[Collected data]
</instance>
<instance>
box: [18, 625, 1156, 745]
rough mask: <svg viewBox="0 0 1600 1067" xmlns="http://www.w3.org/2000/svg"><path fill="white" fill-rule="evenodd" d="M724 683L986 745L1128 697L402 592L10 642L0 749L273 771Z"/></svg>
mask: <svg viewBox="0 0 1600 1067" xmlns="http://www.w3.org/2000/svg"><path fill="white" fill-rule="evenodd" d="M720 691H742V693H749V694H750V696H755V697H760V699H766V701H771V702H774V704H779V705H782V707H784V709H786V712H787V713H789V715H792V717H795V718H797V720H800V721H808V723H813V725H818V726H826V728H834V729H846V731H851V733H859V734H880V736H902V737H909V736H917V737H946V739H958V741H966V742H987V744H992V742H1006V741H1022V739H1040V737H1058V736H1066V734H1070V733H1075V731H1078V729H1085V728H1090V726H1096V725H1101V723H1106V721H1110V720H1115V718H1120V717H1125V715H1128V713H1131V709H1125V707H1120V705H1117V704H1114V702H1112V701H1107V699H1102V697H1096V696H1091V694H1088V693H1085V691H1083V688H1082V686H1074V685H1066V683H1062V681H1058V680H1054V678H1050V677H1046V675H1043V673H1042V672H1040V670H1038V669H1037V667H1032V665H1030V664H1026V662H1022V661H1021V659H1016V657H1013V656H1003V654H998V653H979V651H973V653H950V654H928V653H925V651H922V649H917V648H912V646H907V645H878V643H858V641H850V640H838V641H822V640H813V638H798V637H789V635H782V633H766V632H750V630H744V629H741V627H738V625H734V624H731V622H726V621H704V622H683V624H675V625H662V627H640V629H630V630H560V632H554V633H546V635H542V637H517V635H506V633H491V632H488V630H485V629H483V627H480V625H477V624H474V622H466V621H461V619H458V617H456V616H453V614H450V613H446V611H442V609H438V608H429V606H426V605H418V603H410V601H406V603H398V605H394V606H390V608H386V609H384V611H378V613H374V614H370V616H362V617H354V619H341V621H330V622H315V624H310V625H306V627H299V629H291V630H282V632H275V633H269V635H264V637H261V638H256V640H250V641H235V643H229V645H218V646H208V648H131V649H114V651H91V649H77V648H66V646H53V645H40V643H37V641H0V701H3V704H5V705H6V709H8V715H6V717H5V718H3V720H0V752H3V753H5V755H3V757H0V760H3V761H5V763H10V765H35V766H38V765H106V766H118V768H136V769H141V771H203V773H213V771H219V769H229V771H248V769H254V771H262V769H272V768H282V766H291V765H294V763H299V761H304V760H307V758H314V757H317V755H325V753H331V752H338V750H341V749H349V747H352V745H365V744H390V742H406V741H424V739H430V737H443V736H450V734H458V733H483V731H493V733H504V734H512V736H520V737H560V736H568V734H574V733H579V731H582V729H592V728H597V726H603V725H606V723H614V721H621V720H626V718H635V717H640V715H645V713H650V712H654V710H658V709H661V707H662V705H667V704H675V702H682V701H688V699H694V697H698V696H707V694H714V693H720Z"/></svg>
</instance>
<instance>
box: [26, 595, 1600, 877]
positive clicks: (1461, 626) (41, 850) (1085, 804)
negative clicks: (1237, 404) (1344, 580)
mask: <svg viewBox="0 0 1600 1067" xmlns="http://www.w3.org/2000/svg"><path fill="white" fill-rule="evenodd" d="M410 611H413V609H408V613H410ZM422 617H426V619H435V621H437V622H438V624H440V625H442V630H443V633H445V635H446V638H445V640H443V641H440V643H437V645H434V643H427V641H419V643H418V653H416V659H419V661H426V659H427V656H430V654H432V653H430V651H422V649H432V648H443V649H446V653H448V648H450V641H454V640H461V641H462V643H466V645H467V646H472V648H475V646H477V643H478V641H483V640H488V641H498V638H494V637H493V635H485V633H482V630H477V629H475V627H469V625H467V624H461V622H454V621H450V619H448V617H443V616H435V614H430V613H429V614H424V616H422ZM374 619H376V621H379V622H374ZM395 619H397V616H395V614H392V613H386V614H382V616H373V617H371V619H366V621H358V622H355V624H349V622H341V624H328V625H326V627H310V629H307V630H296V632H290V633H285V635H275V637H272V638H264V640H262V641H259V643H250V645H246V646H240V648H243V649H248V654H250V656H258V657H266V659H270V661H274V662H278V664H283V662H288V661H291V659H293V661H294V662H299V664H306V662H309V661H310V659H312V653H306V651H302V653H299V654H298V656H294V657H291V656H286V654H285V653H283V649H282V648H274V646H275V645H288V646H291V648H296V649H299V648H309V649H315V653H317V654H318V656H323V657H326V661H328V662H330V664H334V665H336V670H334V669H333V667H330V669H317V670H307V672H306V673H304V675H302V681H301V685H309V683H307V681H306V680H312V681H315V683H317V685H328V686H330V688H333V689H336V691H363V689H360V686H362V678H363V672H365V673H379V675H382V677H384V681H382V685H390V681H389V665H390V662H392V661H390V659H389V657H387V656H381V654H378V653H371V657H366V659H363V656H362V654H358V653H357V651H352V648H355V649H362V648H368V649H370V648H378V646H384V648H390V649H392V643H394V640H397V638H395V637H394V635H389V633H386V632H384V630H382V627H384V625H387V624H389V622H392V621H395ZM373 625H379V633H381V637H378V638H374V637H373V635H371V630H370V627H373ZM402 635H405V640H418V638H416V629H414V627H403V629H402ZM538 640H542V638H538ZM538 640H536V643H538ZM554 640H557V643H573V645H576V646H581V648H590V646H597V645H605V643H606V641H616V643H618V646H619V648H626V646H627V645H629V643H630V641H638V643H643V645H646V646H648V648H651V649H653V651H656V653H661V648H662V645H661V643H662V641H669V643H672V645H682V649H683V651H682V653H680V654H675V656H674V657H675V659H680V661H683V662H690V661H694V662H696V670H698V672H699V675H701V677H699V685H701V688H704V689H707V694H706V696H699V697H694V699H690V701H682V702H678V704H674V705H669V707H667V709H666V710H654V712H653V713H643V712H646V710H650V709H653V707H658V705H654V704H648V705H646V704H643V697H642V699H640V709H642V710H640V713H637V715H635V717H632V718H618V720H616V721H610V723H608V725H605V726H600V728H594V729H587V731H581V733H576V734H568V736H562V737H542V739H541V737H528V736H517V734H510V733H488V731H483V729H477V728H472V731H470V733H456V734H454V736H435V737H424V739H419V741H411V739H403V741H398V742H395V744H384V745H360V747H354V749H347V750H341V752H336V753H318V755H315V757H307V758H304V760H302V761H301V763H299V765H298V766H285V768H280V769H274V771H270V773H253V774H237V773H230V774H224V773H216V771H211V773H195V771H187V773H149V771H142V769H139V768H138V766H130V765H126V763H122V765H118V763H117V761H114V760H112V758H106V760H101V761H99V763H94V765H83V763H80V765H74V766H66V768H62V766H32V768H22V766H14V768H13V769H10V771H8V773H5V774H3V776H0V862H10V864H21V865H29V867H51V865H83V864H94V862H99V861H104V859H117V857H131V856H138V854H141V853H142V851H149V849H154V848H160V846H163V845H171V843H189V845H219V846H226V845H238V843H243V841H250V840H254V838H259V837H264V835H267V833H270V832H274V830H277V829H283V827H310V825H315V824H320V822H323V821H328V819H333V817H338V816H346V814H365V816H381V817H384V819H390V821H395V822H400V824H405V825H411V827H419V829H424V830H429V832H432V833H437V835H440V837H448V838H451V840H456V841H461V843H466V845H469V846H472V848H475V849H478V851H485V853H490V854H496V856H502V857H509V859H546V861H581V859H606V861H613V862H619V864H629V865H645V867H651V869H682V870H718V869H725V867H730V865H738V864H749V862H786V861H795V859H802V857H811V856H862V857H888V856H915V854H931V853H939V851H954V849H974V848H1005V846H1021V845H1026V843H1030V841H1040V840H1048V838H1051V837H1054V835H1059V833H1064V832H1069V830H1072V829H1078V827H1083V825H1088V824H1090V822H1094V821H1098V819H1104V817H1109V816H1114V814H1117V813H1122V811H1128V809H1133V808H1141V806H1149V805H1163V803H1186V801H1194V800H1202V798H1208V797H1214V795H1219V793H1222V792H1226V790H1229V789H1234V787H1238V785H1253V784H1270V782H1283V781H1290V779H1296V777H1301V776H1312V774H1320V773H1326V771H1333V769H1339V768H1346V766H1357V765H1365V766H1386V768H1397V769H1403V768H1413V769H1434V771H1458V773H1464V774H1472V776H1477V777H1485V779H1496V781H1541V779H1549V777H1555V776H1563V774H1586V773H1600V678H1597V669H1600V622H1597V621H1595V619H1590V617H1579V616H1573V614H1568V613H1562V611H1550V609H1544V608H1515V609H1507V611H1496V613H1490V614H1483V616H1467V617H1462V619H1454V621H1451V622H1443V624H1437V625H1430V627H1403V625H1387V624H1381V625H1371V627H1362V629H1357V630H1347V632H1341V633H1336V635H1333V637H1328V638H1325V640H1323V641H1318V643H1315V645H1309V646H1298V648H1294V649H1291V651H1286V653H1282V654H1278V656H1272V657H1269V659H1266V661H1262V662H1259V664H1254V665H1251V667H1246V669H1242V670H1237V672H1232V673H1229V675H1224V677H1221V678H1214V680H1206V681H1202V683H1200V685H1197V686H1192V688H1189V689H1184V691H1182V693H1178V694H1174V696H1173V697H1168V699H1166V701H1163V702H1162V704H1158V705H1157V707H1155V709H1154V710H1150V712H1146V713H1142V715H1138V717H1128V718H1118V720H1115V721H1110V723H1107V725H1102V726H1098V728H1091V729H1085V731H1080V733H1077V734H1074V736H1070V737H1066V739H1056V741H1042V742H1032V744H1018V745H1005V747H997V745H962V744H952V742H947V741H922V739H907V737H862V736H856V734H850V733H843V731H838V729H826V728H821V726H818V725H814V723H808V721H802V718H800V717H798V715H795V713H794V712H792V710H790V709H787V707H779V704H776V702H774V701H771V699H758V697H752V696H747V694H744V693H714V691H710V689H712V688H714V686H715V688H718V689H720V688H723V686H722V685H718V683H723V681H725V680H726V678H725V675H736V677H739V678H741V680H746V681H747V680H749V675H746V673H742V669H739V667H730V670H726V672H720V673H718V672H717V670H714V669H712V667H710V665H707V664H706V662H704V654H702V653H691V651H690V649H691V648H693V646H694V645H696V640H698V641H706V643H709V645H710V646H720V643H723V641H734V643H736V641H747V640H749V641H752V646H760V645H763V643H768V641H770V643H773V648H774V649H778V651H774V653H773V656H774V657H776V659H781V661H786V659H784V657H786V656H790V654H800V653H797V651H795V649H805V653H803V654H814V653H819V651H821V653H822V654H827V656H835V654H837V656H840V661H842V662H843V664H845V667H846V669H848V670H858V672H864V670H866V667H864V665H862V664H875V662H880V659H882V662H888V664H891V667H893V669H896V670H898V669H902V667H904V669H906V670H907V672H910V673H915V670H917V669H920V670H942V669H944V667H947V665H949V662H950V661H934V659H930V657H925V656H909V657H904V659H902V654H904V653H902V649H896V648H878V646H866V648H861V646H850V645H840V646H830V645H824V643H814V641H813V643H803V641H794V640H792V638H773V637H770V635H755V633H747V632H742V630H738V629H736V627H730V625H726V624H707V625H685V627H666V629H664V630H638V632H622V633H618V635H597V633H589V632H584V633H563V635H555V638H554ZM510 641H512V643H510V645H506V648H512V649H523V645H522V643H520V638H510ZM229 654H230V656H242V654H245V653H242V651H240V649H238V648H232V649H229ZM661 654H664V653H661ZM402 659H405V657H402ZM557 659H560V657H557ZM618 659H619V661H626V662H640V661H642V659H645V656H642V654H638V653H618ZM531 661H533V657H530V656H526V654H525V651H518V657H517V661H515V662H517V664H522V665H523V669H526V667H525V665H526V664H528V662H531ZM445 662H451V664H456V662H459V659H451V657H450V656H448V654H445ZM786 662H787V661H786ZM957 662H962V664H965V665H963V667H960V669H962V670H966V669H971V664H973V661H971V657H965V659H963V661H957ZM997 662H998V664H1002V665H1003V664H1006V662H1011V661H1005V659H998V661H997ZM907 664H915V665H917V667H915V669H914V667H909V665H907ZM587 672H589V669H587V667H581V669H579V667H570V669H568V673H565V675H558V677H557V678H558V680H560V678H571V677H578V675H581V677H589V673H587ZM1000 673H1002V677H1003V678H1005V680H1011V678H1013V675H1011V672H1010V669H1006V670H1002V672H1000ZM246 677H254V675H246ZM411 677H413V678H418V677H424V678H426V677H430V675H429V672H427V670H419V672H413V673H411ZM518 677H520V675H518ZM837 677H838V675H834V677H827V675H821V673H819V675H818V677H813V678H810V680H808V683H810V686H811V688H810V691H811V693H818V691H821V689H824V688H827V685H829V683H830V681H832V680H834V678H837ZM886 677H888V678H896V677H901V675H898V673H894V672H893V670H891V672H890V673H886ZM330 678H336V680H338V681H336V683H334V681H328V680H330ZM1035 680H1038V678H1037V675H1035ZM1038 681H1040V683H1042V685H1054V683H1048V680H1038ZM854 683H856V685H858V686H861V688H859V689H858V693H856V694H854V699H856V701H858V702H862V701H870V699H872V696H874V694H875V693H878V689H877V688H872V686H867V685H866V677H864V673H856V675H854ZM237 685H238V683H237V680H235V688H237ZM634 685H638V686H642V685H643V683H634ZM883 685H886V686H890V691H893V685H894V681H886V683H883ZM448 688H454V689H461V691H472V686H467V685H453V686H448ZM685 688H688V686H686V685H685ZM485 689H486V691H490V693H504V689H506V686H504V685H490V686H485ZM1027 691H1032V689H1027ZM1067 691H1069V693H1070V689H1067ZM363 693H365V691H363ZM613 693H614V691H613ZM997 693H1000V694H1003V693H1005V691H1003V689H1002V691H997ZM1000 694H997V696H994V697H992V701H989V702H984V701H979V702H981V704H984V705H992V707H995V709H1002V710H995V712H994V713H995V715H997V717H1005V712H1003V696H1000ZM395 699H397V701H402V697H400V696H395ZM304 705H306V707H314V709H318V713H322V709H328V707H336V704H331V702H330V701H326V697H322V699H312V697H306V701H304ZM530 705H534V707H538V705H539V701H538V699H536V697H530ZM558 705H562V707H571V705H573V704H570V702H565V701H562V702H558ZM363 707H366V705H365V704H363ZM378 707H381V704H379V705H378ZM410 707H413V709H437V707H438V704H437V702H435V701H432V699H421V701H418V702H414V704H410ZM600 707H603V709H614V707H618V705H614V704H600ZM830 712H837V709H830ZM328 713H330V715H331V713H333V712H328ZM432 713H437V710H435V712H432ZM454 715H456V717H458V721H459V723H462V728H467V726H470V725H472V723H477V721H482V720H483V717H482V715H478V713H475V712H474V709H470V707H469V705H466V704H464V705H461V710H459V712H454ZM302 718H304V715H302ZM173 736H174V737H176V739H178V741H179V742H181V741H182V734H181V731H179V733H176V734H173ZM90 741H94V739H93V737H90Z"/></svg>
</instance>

— Exercise description —
Read the records above. Show each line that has the string "clicks".

— Problem solution —
positive clicks: (1461, 626) (41, 850) (1085, 804)
negative clicks: (1237, 404) (1344, 580)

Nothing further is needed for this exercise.